→ THE INPUT
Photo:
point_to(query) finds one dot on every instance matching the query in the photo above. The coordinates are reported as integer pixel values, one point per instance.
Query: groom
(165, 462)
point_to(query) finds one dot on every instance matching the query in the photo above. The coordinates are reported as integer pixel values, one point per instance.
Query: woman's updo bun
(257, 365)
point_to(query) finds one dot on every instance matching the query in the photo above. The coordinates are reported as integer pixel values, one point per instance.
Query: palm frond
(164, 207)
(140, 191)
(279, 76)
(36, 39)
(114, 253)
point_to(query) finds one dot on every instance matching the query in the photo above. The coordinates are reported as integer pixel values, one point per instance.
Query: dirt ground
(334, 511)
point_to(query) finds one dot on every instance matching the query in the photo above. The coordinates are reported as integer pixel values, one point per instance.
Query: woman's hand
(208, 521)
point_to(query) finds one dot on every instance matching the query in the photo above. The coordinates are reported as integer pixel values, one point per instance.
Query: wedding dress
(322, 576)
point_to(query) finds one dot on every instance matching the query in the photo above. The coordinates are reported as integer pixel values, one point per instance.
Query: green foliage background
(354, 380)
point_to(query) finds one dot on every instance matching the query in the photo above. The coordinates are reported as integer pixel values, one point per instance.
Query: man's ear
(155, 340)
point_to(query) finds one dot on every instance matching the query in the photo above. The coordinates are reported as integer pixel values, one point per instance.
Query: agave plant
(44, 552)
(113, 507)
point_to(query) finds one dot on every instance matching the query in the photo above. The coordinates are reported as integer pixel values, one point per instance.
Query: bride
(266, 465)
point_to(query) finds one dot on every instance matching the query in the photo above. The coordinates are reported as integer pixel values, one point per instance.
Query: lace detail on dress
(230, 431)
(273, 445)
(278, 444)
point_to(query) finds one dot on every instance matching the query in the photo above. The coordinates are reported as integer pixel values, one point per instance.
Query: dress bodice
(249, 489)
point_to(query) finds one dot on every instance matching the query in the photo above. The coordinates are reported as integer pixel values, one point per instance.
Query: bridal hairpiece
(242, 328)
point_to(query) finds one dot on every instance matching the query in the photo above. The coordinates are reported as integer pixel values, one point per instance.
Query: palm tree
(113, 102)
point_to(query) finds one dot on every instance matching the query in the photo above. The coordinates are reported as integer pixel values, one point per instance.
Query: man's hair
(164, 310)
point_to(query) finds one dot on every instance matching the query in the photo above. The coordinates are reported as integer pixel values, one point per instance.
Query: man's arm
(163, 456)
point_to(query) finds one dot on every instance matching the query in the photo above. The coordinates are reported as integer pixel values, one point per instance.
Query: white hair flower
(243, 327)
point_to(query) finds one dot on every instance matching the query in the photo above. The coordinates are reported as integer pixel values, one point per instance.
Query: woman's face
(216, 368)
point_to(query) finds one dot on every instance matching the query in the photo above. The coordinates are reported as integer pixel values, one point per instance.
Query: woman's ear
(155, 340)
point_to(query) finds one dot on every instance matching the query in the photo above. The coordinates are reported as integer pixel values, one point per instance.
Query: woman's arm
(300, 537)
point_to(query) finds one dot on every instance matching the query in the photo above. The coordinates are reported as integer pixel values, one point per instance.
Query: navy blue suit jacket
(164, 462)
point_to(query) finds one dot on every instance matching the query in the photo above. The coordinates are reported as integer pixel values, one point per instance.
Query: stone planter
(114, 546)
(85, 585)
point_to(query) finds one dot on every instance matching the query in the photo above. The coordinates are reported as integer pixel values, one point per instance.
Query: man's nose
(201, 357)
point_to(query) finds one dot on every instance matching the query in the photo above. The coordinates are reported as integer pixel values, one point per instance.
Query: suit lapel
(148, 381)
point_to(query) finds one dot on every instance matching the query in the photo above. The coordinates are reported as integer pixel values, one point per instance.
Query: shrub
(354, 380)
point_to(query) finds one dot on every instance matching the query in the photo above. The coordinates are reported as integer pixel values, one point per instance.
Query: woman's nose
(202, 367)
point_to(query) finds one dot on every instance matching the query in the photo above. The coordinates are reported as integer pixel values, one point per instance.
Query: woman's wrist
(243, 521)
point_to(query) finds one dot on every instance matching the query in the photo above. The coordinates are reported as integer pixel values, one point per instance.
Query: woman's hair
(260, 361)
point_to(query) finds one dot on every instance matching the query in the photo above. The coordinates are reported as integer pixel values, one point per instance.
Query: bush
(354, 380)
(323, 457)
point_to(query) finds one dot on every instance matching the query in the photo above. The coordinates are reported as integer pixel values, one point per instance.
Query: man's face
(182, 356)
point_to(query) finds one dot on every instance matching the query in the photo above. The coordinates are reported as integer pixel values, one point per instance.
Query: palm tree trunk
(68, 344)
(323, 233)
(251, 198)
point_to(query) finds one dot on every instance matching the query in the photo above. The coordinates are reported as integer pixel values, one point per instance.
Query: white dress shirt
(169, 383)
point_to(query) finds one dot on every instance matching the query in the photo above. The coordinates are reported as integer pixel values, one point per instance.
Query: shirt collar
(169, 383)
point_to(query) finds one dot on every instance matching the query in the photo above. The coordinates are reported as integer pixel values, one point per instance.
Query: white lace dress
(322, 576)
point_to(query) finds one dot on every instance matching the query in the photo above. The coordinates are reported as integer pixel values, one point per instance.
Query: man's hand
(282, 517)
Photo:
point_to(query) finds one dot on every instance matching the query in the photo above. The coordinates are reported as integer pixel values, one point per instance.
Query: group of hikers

→ STATED GOAL
Produce an exact copy of every entry above.

→ ANSWER TO THIS EXERCISE
Photo:
point_to(query) finds one dot on every instance matching the query in the photo above. The coordinates are reported as integer pixel values, one point per instance.
Query: groom
(165, 462)
point_to(query) finds one dot on every instance matching the query in the photo above. The coordinates are reported as integer pixel values, one point per instance.
Query: woman's updo bun
(257, 365)
point_to(query) finds one dot on every instance matching the query in the photo above. The coordinates are reported as integer pixel values, one point per instance.
Query: palm frond
(164, 207)
(140, 191)
(279, 76)
(36, 39)
(114, 253)
point_to(query) finds one dot on every instance matching the query in the photo above. The coordinates are reported as integer pixel values, one point per instance.
Query: dirt ground
(334, 511)
point_to(query) finds one dot on every instance matching the query in the photo above. The coordinates are reported as integer pixel values, one point per instance.
Query: woman's hand
(208, 521)
point_to(query) finds one dot on every instance matching the query in the photo above. The coordinates are reported as integer pixel values, one point per instance.
Query: wedding dress
(322, 576)
point_to(query) finds one dot on every instance matching the query in the photo above. The coordinates are reported as integer pixel values, one point per instance.
Query: green foliage background
(354, 380)
point_to(query) finds one dot on every instance matching the query in the photo above. The coordinates are reported as integer pixel values, one point per instance.
Query: man's ear
(155, 340)
point_to(query) finds one dot on every instance matching the query in the photo above. The coordinates are reported as integer pixel values, one point per instance.
Query: agave plant
(44, 552)
(113, 507)
point_to(query) finds one dot on every instance matching the query in the photo above. The coordinates are reported as integer pixel values, one point per instance.
Query: bride
(266, 465)
point_to(query) finds one dot on every instance matching the query in the photo above. The coordinates are reported as integer pixel values, one point per instance.
Query: lace detail on dress
(230, 431)
(273, 445)
(278, 444)
point_to(query) finds one dot on every instance matching the query in the photo above. The coordinates are reported as integer pixel values, one point per instance.
Query: dress bodice
(249, 489)
point_to(query) finds one dot on every instance matching the query in the photo above. The coordinates are reported as integer pixel values, one point per instance.
Query: bridal hairpiece
(242, 328)
point_to(query) finds one dot on every instance matching the query in the photo above. The coordinates are reported as integer pixel values, one point per instance.
Query: palm tree
(113, 102)
point_to(query) finds one dot on every instance matching the query in the photo above. The coordinates are reported as integer pixel values, one point per instance.
Query: man's hair
(164, 310)
point_to(query) finds one dot on every instance matching the query in the photo above. The coordinates are reported as integer pixel values, one point per instance.
Query: man's arm
(163, 456)
point_to(query) finds one dot on every instance matching the query in the photo above. The coordinates are reported as integer pixel values, one point per instance.
Query: white hair flower
(243, 327)
point_to(query) finds one dot on every instance matching the query in the photo above. The coordinates are reported as integer pixel values, one point per instance.
Query: woman's face
(216, 368)
point_to(query) finds one dot on every instance matching the query in the photo above. The coordinates are reported as integer pixel values, one point per instance.
Query: woman's ear
(155, 340)
point_to(query) finds one dot on every instance matching the query in the photo above. The coordinates are reported as integer pixel values, one point per instance.
Query: woman's arm
(300, 537)
point_to(query) finds one dot on every instance matching the query in the photo above. The coordinates are reported as integer pixel values, one point per instance.
Query: navy blue suit jacket
(164, 462)
point_to(query) finds one dot on every instance matching the query in the photo above. The coordinates are reported as integer pixel values, one point per instance.
Query: stone planter
(114, 546)
(85, 585)
point_to(query) finds one dot on every instance matching the query in the photo above. The coordinates are reported as integer pixel values, one point per instance.
Query: man's nose
(201, 357)
point_to(query) finds one dot on every instance matching the query in the photo above. The coordinates are reported as integer pixel values, one point per instance.
Query: suit lapel
(148, 381)
point_to(query) finds one dot on every instance matching the query in the photo above. The coordinates are reported as integer pixel values, one point per instance.
Query: shrub
(354, 380)
point_to(query) finds one dot on every instance matching the query in the photo above. The coordinates are reported as integer pixel values, one point per instance.
Query: woman's nose
(202, 367)
point_to(query) finds one dot on every instance matching the query in the photo above. The coordinates are reported as integer pixel values, one point per instance.
Query: woman's wrist
(243, 521)
point_to(query) finds one dot on every instance matching the query in the photo above. The coordinates are reported as integer pixel values, one point per instance.
Query: woman's hair
(260, 361)
point_to(query) finds one dot on every instance matching the query in the photo above. The coordinates are reported as integer pixel values, one point per instance.
Query: bush
(354, 380)
(323, 457)
point_to(query) finds one dot on every instance matching the query in the photo above. The coordinates are reported as integer pixel values, one point per instance.
Query: man's face
(182, 356)
point_to(query) finds one dot on every instance matching the query in the photo above. The coordinates are reported as integer pixel values, one point per instance.
Query: palm tree trunk
(68, 344)
(323, 233)
(251, 198)
point_to(query) finds one dot on every instance matching the query in the photo above. The coordinates are reported as integer pixel values, one point per instance.
Query: white dress shirt
(169, 383)
point_to(query) finds one dot on every instance matching the query in the photo above. The coordinates are reported as integer pixel values, one point per instance.
Query: shirt collar
(169, 383)
point_to(query) finds one dot on every instance matching the query in the photo above. The coordinates are reported as integer pixel values, one point per instance.
Query: white lace dress
(322, 576)
point_to(query) finds one dot on every instance matching the query in the photo above. The coordinates are reported as integer pixel values, one point per instance.
Query: man's hand
(282, 517)
Photo:
point_to(query) finds one dot on every instance matching the query in the photo above. The coordinates are reported as integer pixel values, one point per instance.
Query: group of hikers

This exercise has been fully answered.